4-D Modeller

Lead Research Organisation: University of Bristol
Department Name: Geographical Sciences

Abstract

The exponential growth in open-source data that is underway has been called the 4th industrial revolution. Data analytics is a huge market growth sector. Most of the data that are relevant to public good are open source. These data offer immense potential for tackling societal challenges and providing resources to end users but they present their own challenges on how to generate timely, actionable information from the vast, and evolving, datasets available. An example of this type of challenge is the wealth of Earth Observation data that are increasingly available through, for example, the EU Copernicus Programme. Terrabytes of data are transmitted daily. To extract useful information on, for example, evolving patterns of precipitation extremes, airborne pollution, ocean navigation hazards in ice infested waters or human and faunal heat stress usually requires specialist knowledge and specialist tools. This type of challenge: solving for multiple processes in four dimensions (4-D), i.e. in space and time, is common to an extremely broad class of problems ranging from Earth and atmospheric processes, epidemiology, disease transmission, human activities such as migration, crime, terrorism, consumption patterns, traffic flow, pollution modelling, infrastructure planning, population dynamics agricultural modelling, as well as non-human biology such as ecosystem dynamics. The aim of this Proof Of Concept proposal is to develop a flexible tool to tackle this class of problem, called 4-D Modeller. The tool will be fully scalable (i.e. able to address problems from local to global scale and datasets from thousands to >10^9 observations) and portable. It will be suitable for a range of computing platforms, will be fully documented, tested and include examples from environmental and epidemiological science. The concept builds on a decade of development and experience in tackling large scale 4-D challenges in geoscience.

+---+

▶ _What you should do_
Quote the 4-D Modeller project summary in full, word for word. The rows come from a separate source.

Stored items from a collection
+---+

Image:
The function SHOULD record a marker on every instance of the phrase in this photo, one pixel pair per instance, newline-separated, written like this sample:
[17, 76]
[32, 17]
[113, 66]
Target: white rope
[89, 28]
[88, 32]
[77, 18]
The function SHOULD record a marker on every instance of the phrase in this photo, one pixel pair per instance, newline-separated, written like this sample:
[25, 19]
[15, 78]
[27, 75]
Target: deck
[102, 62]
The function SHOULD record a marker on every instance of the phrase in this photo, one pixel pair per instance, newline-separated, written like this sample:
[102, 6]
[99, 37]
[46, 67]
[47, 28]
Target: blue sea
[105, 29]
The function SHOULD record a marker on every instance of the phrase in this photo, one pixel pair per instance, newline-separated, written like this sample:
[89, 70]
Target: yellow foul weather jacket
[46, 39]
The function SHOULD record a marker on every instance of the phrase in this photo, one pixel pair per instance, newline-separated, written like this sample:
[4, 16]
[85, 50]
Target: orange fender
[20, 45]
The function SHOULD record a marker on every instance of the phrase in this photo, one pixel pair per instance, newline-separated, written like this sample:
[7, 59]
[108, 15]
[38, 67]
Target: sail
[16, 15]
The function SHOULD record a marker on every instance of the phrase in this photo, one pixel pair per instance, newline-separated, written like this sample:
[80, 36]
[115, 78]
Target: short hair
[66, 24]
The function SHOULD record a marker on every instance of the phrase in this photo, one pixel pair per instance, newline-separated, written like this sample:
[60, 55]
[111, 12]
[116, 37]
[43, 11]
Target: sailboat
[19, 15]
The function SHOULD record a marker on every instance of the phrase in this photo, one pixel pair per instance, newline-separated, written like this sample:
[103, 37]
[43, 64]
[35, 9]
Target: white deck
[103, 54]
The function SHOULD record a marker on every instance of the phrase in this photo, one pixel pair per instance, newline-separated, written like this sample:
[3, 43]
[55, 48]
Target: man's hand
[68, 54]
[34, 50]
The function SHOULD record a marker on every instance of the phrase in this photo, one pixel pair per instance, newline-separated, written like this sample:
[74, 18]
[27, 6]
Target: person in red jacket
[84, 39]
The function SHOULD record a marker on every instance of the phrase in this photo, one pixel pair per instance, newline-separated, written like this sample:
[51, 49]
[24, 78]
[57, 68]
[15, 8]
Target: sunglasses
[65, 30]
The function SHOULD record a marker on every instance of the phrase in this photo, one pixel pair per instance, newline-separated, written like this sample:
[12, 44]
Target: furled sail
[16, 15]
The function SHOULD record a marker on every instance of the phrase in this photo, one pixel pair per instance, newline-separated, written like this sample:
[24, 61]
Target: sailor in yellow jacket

+---+

▶ _Solution below_
4-D Modeller

Lead Research Organisation: University of Bristol
Department Name: Geographical Sciences

Abstract

The exponential growth in open-source data that is underway has been called the 4th industrial revolution. Data analytics is a huge market growth sector. Most of the data that are relevant to public good are open source. These data offer immense potential for tackling societal challenges and providing resources to end users but they present their own challenges on how to generate timely, actionable information from the vast, and evolving, datasets available. An example of this type of challenge is the wealth of Earth Observation data that are increasingly available through, for example, the EU Copernicus Programme. Terrabytes of data are transmitted daily. To extract useful information on, for example, evolving patterns of precipitation extremes, airborne pollution, ocean navigation hazards in ice infested waters or human and faunal heat stress usually requires specialist knowledge and specialist tools. This type of challenge: solving for multiple processes in four dimensions (4-D), i.e. in space and time, is common to an extremely broad class of problems ranging from Earth and atmospheric processes, epidemiology, disease transmission, human activities such as migration, crime, terrorism, consumption patterns, traffic flow, pollution modelling, infrastructure planning, population dynamics agricultural modelling, as well as non-human biology such as ecosystem dynamics. The aim of this Proof Of Concept proposal is to develop a flexible tool to tackle this class of problem, called 4-D Modeller. The tool will be fully scalable (i.e. able to address problems from local to global scale and datasets from thousands to >10^9 observations) and portable. It will be suitable for a range of computing platforms, will be fully documented, tested and include examples from environmental and epidemiological science. The concept builds on a decade of development and experience in tackling large scale 4-D challenges in geoscience.